For this exercise, repeat each entry exactly as written.

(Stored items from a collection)
* * * *

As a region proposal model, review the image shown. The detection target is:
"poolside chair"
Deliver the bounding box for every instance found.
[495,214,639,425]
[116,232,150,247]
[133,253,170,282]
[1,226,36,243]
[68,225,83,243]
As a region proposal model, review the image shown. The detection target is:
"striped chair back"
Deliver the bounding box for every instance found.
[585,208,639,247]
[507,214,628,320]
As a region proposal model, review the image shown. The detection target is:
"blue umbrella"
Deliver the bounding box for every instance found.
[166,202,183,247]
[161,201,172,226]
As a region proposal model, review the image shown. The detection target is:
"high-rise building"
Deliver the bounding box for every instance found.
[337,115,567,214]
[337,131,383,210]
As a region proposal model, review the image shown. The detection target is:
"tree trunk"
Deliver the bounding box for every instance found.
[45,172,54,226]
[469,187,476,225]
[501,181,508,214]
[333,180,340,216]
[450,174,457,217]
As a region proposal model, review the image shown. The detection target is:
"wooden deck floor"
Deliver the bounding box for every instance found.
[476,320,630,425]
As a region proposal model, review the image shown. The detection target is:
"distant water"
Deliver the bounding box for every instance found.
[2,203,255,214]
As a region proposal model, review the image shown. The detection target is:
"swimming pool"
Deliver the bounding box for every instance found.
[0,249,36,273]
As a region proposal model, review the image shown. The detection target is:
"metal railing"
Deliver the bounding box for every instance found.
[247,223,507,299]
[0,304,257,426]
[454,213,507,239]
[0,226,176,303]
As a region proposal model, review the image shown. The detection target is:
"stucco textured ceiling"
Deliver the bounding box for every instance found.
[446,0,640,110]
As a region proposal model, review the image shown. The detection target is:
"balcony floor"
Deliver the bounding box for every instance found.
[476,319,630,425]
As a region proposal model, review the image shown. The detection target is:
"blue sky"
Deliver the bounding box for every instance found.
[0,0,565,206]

* * * *

*ANSWER BELOW*
As a region proposal model, review the image shown. The detection target is:
"poolside chair"
Deliver the bounding box for every instance found.
[495,214,639,425]
[116,232,150,247]
[133,253,170,282]
[1,226,36,243]
[68,225,83,243]
As a region proposal model, review the image shown. The detection target is:
"striped chair back"
Deliver the bounding box for every instance found.
[585,208,639,247]
[507,214,628,320]
As a region proposal model, review the image shown. The detection target is:
"blue umbrella"
Deliver the bounding box for every instance found.
[166,202,183,247]
[161,201,172,226]
As a region proposal model, review the image shown. The detection target is:
"high-rise building"
Deliver the bounding box for every instance found.
[337,115,567,214]
[337,131,383,210]
As a region proposal model, review the image shown. The detection target is:
"tree trunk"
Deliver the bounding box for every instance found.
[45,172,54,226]
[469,187,476,225]
[501,181,508,214]
[333,180,340,216]
[450,174,457,217]
As a region proposal model, review the image shown. The detection target is:
"wooden deck floor"
Deliver the bounding box for every instance found.
[476,320,630,425]
As a region proposal model, review the image shown. The detection target is:
"distant water"
Deliver the bounding box for every instance found.
[2,203,255,214]
As a region proposal model, review the image shown. The detection target is:
"swimming pool"
Deliver the bounding box for every instance found.
[0,249,36,273]
As a region proposal model, review the image shown. The detection target is:
"metal railing"
Deliver the bounding box for every instance found.
[247,223,507,299]
[0,304,257,426]
[454,213,507,239]
[0,226,176,303]
As a region proposal model, review the image shown. The detection target is:
"stucco textured ceiling"
Deliver the bounding box for every instance found.
[446,0,640,110]
As a region proposal model, review the image shown. The detection target is:
"balcony floor"
Deliver the bounding box for every instance found.
[476,319,630,425]
As a region proposal model, review the image shown. The detection target is:
"blue sky"
Deliver the bounding box for every instance found.
[0,0,565,206]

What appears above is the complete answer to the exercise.